Top of Supplied passage

Pedestrian in Arizona Killed by Self-Driving Uber Vehicle
An autonomous Uber vehicle was recently responsible for the death of a pedestrian in Tempe, Ariz.
The incident occurred this past Sunday at 10 p.m., when 49-year-old Elaine Herzberg attempted to make her way across a busy intersection while walking outside of the designated crosswalk. As she crossed from the west side of Curry Road, the self-driving Uber car was traveling northbound right in her direction. After the collision, Herzberg was sent to the hospital, where she passed away.
As a result of this tragic fatality, Uber announced on Monday that they have decided to put a stop on their testing of driverless vehicles in several cities throughout the country, including San Francisco, Phoenix, Pittsburgh, and Toronto.
Although the crash is being investigated further by The National Transportation Safety Board, robotic driving systems have never been under scrutiny by the federal government. Instead, officials in the Federal transportation industry have depended on information extracted from voluntary safety reporting to help monitor driverless car technology.

Bottom of Supplied passage

> _Task set_:
1. According to the article on the self-driving Uber crash, in which cities did Uber stop testing driverless vehicles?
2. From the Uber crash article, copy out the passage from "Pedestrian in Arizona" to "Pittsburgh, and Toronto.".

Top of Excerpted data

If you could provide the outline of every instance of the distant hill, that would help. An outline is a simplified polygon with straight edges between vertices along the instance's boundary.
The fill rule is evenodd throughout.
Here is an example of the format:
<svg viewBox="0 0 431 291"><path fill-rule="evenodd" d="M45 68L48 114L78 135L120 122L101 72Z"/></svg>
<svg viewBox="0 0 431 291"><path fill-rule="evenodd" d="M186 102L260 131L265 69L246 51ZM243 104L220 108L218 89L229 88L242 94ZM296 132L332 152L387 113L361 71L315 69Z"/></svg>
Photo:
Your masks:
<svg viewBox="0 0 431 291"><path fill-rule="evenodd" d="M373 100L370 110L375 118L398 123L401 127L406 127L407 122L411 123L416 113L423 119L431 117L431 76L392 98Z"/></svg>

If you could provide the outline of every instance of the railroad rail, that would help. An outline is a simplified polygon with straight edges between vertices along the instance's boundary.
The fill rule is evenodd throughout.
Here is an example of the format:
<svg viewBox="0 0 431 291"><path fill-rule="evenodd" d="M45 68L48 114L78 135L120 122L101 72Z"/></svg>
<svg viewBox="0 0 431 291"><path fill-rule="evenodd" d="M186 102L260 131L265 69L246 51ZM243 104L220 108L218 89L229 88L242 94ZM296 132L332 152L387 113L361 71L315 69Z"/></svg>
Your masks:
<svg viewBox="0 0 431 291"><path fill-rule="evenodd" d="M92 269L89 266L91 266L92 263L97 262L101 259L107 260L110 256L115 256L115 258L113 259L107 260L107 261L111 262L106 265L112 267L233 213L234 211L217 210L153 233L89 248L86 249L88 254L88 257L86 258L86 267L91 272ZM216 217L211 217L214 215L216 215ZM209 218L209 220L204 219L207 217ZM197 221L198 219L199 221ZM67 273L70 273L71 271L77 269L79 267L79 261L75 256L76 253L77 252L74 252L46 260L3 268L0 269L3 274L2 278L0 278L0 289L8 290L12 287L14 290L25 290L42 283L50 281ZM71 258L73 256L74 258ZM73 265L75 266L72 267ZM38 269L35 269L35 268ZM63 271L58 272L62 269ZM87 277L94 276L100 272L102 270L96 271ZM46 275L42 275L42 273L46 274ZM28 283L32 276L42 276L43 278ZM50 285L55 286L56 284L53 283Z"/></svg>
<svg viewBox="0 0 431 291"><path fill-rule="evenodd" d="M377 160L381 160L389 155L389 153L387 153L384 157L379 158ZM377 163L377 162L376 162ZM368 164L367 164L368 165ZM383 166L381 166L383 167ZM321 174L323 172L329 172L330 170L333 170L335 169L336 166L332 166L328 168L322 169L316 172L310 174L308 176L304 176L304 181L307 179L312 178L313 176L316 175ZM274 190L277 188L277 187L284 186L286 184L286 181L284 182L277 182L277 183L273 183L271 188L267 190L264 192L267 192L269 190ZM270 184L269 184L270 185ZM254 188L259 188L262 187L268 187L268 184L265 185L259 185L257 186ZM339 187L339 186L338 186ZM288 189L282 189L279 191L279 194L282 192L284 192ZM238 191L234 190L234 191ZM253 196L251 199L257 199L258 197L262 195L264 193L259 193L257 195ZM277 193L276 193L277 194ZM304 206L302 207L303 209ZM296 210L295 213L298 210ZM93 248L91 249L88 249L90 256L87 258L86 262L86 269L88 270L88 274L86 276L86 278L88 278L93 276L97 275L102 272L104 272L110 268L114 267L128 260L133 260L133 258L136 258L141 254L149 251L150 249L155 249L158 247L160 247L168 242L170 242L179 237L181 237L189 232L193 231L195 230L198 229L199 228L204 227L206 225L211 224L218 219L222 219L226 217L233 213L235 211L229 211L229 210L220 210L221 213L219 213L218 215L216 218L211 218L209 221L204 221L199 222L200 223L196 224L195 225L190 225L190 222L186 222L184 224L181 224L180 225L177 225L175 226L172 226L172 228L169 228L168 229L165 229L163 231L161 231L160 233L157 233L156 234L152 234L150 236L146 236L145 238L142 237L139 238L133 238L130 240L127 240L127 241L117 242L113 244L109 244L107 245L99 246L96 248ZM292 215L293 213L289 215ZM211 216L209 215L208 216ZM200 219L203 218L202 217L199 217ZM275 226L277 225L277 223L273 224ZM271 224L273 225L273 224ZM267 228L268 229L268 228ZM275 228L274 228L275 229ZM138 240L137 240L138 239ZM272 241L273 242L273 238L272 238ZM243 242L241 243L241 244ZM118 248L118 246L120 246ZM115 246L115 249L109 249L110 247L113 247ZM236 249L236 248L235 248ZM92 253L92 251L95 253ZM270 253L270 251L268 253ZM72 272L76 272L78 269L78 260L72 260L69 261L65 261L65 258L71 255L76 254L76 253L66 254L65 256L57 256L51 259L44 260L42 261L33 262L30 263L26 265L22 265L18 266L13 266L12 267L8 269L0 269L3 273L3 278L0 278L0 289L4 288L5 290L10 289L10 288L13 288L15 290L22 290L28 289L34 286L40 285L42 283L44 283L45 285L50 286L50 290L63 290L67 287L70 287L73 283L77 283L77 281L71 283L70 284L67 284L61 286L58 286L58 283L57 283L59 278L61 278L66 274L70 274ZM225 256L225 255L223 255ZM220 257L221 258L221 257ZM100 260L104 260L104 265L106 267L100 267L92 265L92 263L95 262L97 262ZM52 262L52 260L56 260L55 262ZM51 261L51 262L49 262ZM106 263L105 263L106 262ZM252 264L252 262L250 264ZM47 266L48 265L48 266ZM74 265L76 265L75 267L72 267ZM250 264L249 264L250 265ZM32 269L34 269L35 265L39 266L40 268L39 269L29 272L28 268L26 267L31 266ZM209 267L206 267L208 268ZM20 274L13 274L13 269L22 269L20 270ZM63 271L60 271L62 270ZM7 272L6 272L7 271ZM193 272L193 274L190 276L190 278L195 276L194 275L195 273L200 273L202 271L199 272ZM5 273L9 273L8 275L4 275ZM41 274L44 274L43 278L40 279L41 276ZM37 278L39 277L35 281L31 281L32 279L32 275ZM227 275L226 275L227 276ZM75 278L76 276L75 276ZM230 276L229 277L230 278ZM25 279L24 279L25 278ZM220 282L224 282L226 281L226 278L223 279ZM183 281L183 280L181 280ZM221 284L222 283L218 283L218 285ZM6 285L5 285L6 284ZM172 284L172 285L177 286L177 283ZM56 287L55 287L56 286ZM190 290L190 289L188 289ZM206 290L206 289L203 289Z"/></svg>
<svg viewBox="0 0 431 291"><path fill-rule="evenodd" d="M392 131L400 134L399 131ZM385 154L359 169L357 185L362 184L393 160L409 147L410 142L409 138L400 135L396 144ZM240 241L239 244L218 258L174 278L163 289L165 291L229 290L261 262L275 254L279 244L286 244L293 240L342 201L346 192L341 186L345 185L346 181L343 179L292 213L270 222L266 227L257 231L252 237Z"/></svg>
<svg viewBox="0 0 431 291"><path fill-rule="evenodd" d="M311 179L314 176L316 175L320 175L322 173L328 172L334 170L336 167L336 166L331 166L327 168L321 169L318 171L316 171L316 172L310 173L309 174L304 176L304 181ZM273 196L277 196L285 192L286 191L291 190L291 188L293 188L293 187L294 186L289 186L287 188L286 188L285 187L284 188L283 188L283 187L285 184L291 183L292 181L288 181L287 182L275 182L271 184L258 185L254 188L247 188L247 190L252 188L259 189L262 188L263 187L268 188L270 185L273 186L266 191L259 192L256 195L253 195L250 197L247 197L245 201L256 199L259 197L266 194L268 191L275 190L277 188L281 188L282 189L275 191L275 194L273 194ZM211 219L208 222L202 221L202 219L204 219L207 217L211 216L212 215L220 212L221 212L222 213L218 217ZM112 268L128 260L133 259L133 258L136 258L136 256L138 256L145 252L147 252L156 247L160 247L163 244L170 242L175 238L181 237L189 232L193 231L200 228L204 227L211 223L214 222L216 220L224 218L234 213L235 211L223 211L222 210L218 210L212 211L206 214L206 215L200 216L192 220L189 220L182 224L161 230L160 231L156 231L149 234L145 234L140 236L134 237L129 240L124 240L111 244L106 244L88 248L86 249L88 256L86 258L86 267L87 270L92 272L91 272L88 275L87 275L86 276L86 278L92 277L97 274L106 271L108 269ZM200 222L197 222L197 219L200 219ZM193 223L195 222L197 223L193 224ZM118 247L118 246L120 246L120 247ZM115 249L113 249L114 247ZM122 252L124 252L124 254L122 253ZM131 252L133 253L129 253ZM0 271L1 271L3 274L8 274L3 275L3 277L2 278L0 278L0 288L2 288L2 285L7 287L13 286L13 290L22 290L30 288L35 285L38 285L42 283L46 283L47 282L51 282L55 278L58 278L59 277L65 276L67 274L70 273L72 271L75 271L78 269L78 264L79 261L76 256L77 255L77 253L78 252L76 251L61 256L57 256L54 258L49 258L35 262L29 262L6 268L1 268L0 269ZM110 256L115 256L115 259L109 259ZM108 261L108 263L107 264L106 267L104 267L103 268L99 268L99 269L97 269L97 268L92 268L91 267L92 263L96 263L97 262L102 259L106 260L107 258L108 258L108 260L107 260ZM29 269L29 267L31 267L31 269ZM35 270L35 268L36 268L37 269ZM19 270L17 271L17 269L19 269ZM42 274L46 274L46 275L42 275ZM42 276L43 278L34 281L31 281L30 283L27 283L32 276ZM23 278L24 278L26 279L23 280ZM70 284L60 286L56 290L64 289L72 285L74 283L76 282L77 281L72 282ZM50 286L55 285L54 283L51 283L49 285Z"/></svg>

Bottom of Excerpted data

> _Expected responses_:
1. San Francisco, Phoenix, Pittsburgh, and Toronto.

2.
Pedestrian in Arizona Killed by Self-Driving Uber Vehicle
An autonomous Uber vehicle was recently responsible for the death of a pedestrian in Tempe, Ariz.
The incident occurred this past Sunday at 10 p.m., when 49-year-old Elaine Herzberg attempted to make her way across a busy intersection while walking outside of the designated crosswalk. As she crossed from the west side of Curry Road, the self-driving Uber car was traveling northbound right in her direction. After the collision, Herzberg was sent to the hospital, where she passed away.
As a result of this tragic fatality, Uber announced on Monday that they have decided to put a stop on their testing of driverless vehicles in several cities throughout the country, including San Francisco, Phoenix, Pittsburgh, and Toronto.